* [Baris yang Tersedia]:

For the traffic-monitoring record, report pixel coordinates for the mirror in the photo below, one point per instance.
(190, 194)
==
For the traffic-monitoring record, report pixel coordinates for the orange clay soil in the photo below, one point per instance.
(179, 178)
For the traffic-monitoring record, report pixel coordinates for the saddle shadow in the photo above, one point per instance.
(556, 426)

* [Soal Latihan]: Tolong ambil setiap baris di atas yang memuat kata "below". Huruf besar dan kecil dibedakan.

* [Hasil Latihan]:
For the traffic-monitoring record, report pixel coordinates for the mirror in the photo below, one point per instance.
For the traffic-monitoring record, report pixel coordinates for the orange clay soil in the photo below, one point per instance.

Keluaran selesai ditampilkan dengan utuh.